*** Material shown ***

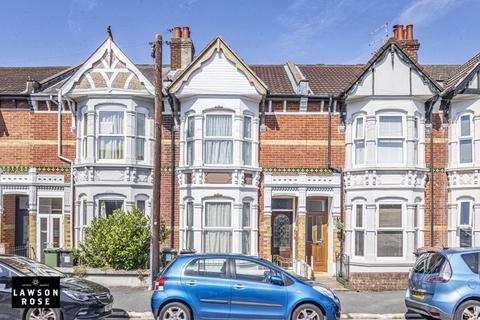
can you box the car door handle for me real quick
[186,280,197,286]
[233,284,245,290]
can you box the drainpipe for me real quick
[56,89,74,249]
[169,95,177,249]
[426,95,439,247]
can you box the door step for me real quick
[313,273,350,291]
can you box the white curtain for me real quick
[186,202,194,227]
[205,140,232,164]
[244,117,252,138]
[187,116,195,138]
[136,113,145,136]
[378,140,403,163]
[204,231,231,253]
[100,111,124,134]
[186,141,194,165]
[461,115,471,136]
[243,141,252,165]
[355,141,364,164]
[460,140,473,163]
[379,116,402,137]
[355,117,364,138]
[205,203,231,227]
[206,115,232,136]
[242,203,250,227]
[242,231,250,254]
[99,137,124,159]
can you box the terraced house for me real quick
[0,24,478,290]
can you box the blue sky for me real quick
[0,0,477,66]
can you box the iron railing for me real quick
[335,252,350,285]
[8,243,34,259]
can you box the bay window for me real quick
[377,115,404,164]
[136,113,146,161]
[82,112,88,159]
[204,115,233,164]
[98,111,124,160]
[242,202,251,254]
[414,117,419,165]
[377,204,403,257]
[459,201,472,247]
[243,116,252,166]
[414,205,419,250]
[186,116,195,166]
[185,202,194,250]
[353,116,365,165]
[203,202,232,253]
[99,199,123,217]
[354,203,365,256]
[459,114,473,164]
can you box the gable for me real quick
[348,44,439,97]
[61,37,154,96]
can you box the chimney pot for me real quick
[173,26,181,39]
[182,26,190,39]
[405,24,414,40]
[393,24,400,39]
[397,24,405,40]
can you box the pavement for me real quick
[107,287,428,319]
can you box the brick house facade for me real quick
[0,24,477,290]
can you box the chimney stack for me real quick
[170,26,194,71]
[392,24,420,61]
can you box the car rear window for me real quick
[461,253,479,274]
[412,253,446,274]
[184,258,227,278]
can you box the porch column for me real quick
[63,187,72,249]
[297,187,307,262]
[28,186,37,260]
[263,187,272,260]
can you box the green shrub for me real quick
[79,208,168,270]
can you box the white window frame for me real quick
[185,115,195,166]
[136,111,147,162]
[353,202,365,257]
[413,116,419,165]
[243,115,253,166]
[202,200,233,253]
[97,196,125,217]
[353,116,365,166]
[376,114,405,165]
[81,110,88,160]
[458,113,474,165]
[96,107,126,162]
[241,201,252,255]
[203,113,234,165]
[376,202,405,259]
[184,201,194,250]
[458,200,473,247]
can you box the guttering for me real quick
[56,89,75,249]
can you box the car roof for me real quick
[418,247,480,255]
[177,253,260,260]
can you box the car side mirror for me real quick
[269,275,284,286]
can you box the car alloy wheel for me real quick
[461,305,480,320]
[160,302,190,320]
[293,303,324,320]
[26,308,58,320]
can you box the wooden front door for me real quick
[305,213,328,272]
[271,212,293,261]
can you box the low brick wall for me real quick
[349,272,409,291]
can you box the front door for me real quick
[271,212,292,264]
[38,215,62,263]
[15,196,29,256]
[305,213,328,272]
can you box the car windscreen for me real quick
[1,257,65,277]
[412,253,446,274]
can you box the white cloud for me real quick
[395,0,460,26]
[67,0,98,32]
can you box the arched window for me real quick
[243,116,252,166]
[184,201,194,250]
[458,199,473,247]
[203,201,232,252]
[459,114,473,164]
[353,116,365,165]
[185,115,195,166]
[377,202,403,257]
[353,202,365,256]
[242,201,252,254]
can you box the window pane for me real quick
[99,111,124,134]
[185,258,227,277]
[206,115,232,136]
[235,259,276,282]
[460,202,471,226]
[83,113,88,136]
[272,198,293,210]
[186,230,194,249]
[244,117,252,138]
[461,115,471,137]
[377,231,403,257]
[39,198,63,214]
[355,231,364,256]
[307,200,324,212]
[414,206,418,228]
[205,203,231,227]
[99,200,123,216]
[136,200,145,213]
[316,216,322,241]
[82,200,88,225]
[378,140,403,163]
[136,138,145,161]
[461,253,479,274]
[460,228,472,248]
[205,140,233,164]
[379,204,402,228]
[99,137,124,159]
[355,117,364,139]
[379,116,402,137]
[242,231,250,255]
[356,204,363,228]
[186,141,194,165]
[186,202,194,227]
[136,113,145,136]
[243,141,252,165]
[187,116,195,138]
[459,140,473,163]
[203,232,231,253]
[355,141,365,165]
[414,118,419,139]
[242,203,251,227]
[306,217,313,242]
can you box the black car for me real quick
[0,255,113,320]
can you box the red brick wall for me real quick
[349,272,409,291]
[2,195,16,247]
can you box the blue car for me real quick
[151,254,340,320]
[405,248,480,320]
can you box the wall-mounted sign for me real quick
[11,277,60,308]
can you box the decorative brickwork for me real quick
[297,214,306,260]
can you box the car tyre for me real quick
[455,300,480,320]
[292,303,324,320]
[25,308,61,320]
[158,302,191,320]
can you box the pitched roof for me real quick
[298,65,363,96]
[443,52,480,92]
[423,64,461,84]
[249,65,294,95]
[0,66,68,94]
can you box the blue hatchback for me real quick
[405,248,480,320]
[151,254,340,320]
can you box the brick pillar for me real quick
[28,213,36,259]
[263,215,272,260]
[297,214,306,261]
[63,215,71,249]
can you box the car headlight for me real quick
[313,286,335,300]
[64,290,94,302]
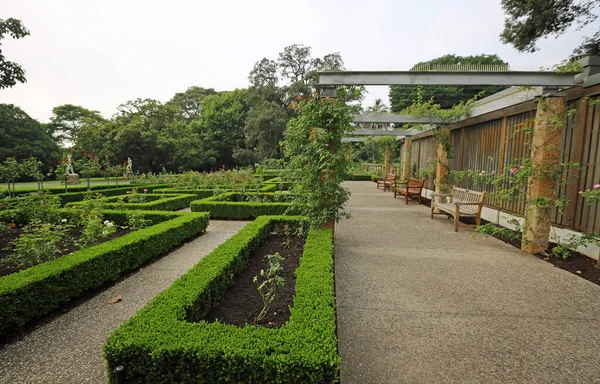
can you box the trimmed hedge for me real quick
[103,216,339,383]
[153,188,214,199]
[6,183,144,197]
[345,173,374,181]
[190,192,297,219]
[0,210,210,336]
[56,184,168,205]
[80,193,197,211]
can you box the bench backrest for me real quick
[384,174,397,181]
[451,187,486,214]
[407,178,425,187]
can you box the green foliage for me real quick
[283,97,354,227]
[0,18,29,89]
[0,211,209,336]
[551,232,600,259]
[125,211,151,231]
[389,54,508,111]
[0,106,61,174]
[1,193,61,224]
[77,205,117,247]
[166,86,217,121]
[191,192,297,219]
[254,252,285,322]
[500,0,599,53]
[476,222,521,242]
[82,193,197,212]
[48,104,105,146]
[2,220,69,269]
[103,216,339,383]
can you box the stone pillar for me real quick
[401,139,412,181]
[435,128,450,195]
[522,96,565,254]
[384,143,391,175]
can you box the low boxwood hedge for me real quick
[153,188,214,199]
[56,184,168,205]
[103,215,339,383]
[346,173,374,181]
[0,210,210,336]
[80,193,197,211]
[190,192,298,219]
[6,183,141,197]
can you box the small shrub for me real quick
[551,232,600,259]
[476,223,520,242]
[254,252,285,322]
[126,212,151,231]
[2,220,69,269]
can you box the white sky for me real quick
[1,0,599,122]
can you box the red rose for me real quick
[295,95,301,101]
[49,165,54,169]
[64,157,69,162]
[58,160,62,165]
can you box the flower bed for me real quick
[190,192,298,219]
[103,216,339,383]
[0,210,209,336]
[79,193,197,211]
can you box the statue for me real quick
[66,154,75,175]
[126,157,133,173]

*** End of Material shown ***

** Work item **
Retype every record above exactly as written, but leave out the pictures.

** Exercise response **
can you box the car door handle for me real quick
[186,280,197,286]
[233,284,245,290]
can you box the drainpipe for me real quick
[56,89,74,249]
[169,95,177,249]
[426,95,439,247]
can you box the door step for me real quick
[313,273,350,291]
can you box the white curtain for me real quick
[186,202,194,227]
[205,140,232,164]
[244,117,252,138]
[187,116,195,138]
[136,113,145,136]
[378,140,403,163]
[204,231,231,253]
[100,111,124,134]
[186,141,194,165]
[461,115,471,136]
[243,141,252,165]
[355,141,364,164]
[460,140,473,163]
[379,116,402,137]
[355,117,364,138]
[205,203,231,227]
[206,115,232,136]
[242,203,250,227]
[242,231,250,254]
[99,137,124,159]
can you box the terraced house for me real quick
[0,24,478,290]
can you box the blue sky for me real quick
[0,0,477,66]
can you box the iron railing for me real quick
[335,252,350,285]
[8,243,34,259]
can you box the bay window for me real quick
[377,115,404,164]
[136,113,146,161]
[82,112,88,159]
[204,115,233,164]
[98,111,124,160]
[242,202,251,254]
[414,117,419,165]
[377,204,403,257]
[459,201,472,247]
[243,116,252,166]
[414,205,419,250]
[186,116,195,166]
[185,202,194,250]
[353,116,365,165]
[203,202,232,253]
[99,199,123,217]
[354,203,365,256]
[459,114,473,164]
can you box the gable for me real quick
[348,44,439,97]
[61,37,154,96]
can you box the chimney pot for me real quick
[173,26,181,39]
[182,26,190,39]
[405,24,414,40]
[393,24,400,39]
[397,24,405,40]
can you box the pavement for me real quick
[107,287,428,319]
can you box the brick house facade for me real quick
[0,24,477,290]
can you box the chimney stack for me real quick
[170,26,194,71]
[392,24,420,61]
can you box the car rear window for me real quick
[461,253,479,274]
[412,253,446,274]
[184,258,227,278]
can you box the porch column for me real quick
[63,187,72,249]
[297,187,307,262]
[28,186,37,260]
[263,187,272,260]
can you box the green shrub for me real quick
[79,208,168,270]
can you box the white window frame for me real quick
[185,115,195,166]
[136,111,147,162]
[353,202,365,257]
[413,116,419,165]
[243,115,253,166]
[202,200,233,253]
[97,196,125,217]
[353,116,365,166]
[376,114,405,165]
[81,110,88,160]
[458,113,474,165]
[96,107,126,162]
[241,201,252,255]
[203,113,234,165]
[376,202,405,259]
[184,201,194,250]
[458,200,473,247]
can you box the guttering for me real quick
[56,89,75,249]
can you box the car roof for me real quick
[418,247,480,255]
[177,253,260,260]
can you box the car side mirror for me real quick
[269,275,284,286]
can you box the car alloy wheel for me real quick
[461,305,480,320]
[160,302,190,320]
[293,303,324,320]
[26,308,58,320]
can you box the wooden front door for me real quick
[305,213,328,272]
[271,212,293,261]
can you box the low brick wall for me real quick
[349,272,409,291]
can you box the front door for me real quick
[271,212,292,264]
[38,215,62,263]
[15,196,29,256]
[305,213,328,272]
can you box the car windscreen for me real quick
[1,257,65,277]
[412,253,446,274]
can you box the white cloud for me real quick
[395,0,460,26]
[67,0,98,32]
can you box the arched window for me real quick
[243,116,252,166]
[184,201,194,250]
[458,199,473,247]
[203,201,232,252]
[459,114,473,164]
[353,116,365,165]
[185,115,195,166]
[377,202,403,257]
[353,202,365,256]
[242,201,252,254]
can you box the window pane for me real quick
[99,111,124,134]
[185,258,227,277]
[206,115,232,136]
[235,259,276,282]
[460,202,471,226]
[83,113,88,136]
[272,198,293,210]
[186,230,194,249]
[244,117,252,138]
[461,115,471,137]
[377,231,403,257]
[39,198,63,214]
[355,231,364,256]
[307,200,324,212]
[414,206,418,228]
[205,203,231,227]
[99,200,123,216]
[136,200,145,213]
[316,216,322,241]
[82,200,88,225]
[378,140,403,163]
[136,138,145,161]
[461,253,479,274]
[460,228,472,248]
[205,140,233,164]
[379,204,402,228]
[99,137,124,159]
[355,117,364,139]
[379,116,402,137]
[242,231,250,255]
[356,204,363,228]
[186,141,194,165]
[186,202,194,227]
[136,113,145,136]
[243,141,252,165]
[187,116,195,138]
[459,140,473,163]
[203,232,231,253]
[355,141,365,165]
[414,118,419,139]
[242,203,251,227]
[306,217,313,242]
can you box the black car for me real quick
[0,255,113,320]
can you box the red brick wall for me real quick
[349,272,409,291]
[2,195,16,247]
can you box the blue car for me real quick
[151,254,340,320]
[405,248,480,320]
can you box the wall-mounted sign for me real quick
[11,277,60,308]
can you box the decorative brickwork for me real quick
[297,214,306,260]
can you box the car tyre for me real quick
[455,300,480,320]
[292,303,324,320]
[25,308,61,320]
[158,302,191,320]
can you box the pitched roof for me real quick
[298,65,363,96]
[443,52,480,92]
[423,64,461,84]
[249,65,294,95]
[0,66,68,94]
can you box the blue hatchback for me real quick
[405,248,480,320]
[151,254,340,320]
can you box the brick pillar for me real quick
[28,213,36,259]
[263,215,272,260]
[297,214,306,261]
[63,215,71,249]
can you box the car headlight for me real quick
[313,286,335,300]
[64,290,94,302]
can you box the trimmed hedge for me real quick
[103,216,339,383]
[153,188,214,199]
[6,183,144,197]
[345,173,374,181]
[190,192,297,219]
[0,210,210,336]
[56,184,168,205]
[80,193,197,211]
can you box the bench backrest for me real quick
[384,174,397,181]
[451,187,486,214]
[407,178,425,187]
can you box the green foliage for me real quick
[283,97,354,227]
[0,18,29,89]
[0,211,209,336]
[551,232,600,259]
[125,211,151,231]
[389,54,508,111]
[0,106,61,174]
[1,193,61,224]
[77,205,117,247]
[166,86,217,121]
[191,192,297,219]
[254,252,285,322]
[500,0,599,53]
[476,222,521,242]
[82,193,197,212]
[48,104,105,146]
[2,220,69,269]
[103,216,339,383]
can you box the stone pillar for me real quick
[401,139,412,181]
[435,128,450,195]
[522,96,565,254]
[384,143,391,175]
can you box the low boxwood hedge for me real quick
[153,188,214,199]
[56,184,168,205]
[103,215,339,383]
[346,173,374,181]
[0,210,210,336]
[80,193,197,211]
[190,192,298,219]
[6,183,141,197]
can you box the small shrub for me real quick
[551,232,600,259]
[476,223,520,242]
[254,252,285,322]
[126,212,151,231]
[2,220,69,269]
can you box the white sky for me real quick
[1,0,599,122]
can you box the red rose for me real quick
[295,95,301,101]
[49,165,54,169]
[64,157,69,162]
[58,160,62,165]
can you box the flower bed for me real quick
[190,192,298,219]
[103,216,339,383]
[0,210,209,336]
[79,193,197,211]
can you box the statue for me real quick
[66,154,75,175]
[126,157,133,173]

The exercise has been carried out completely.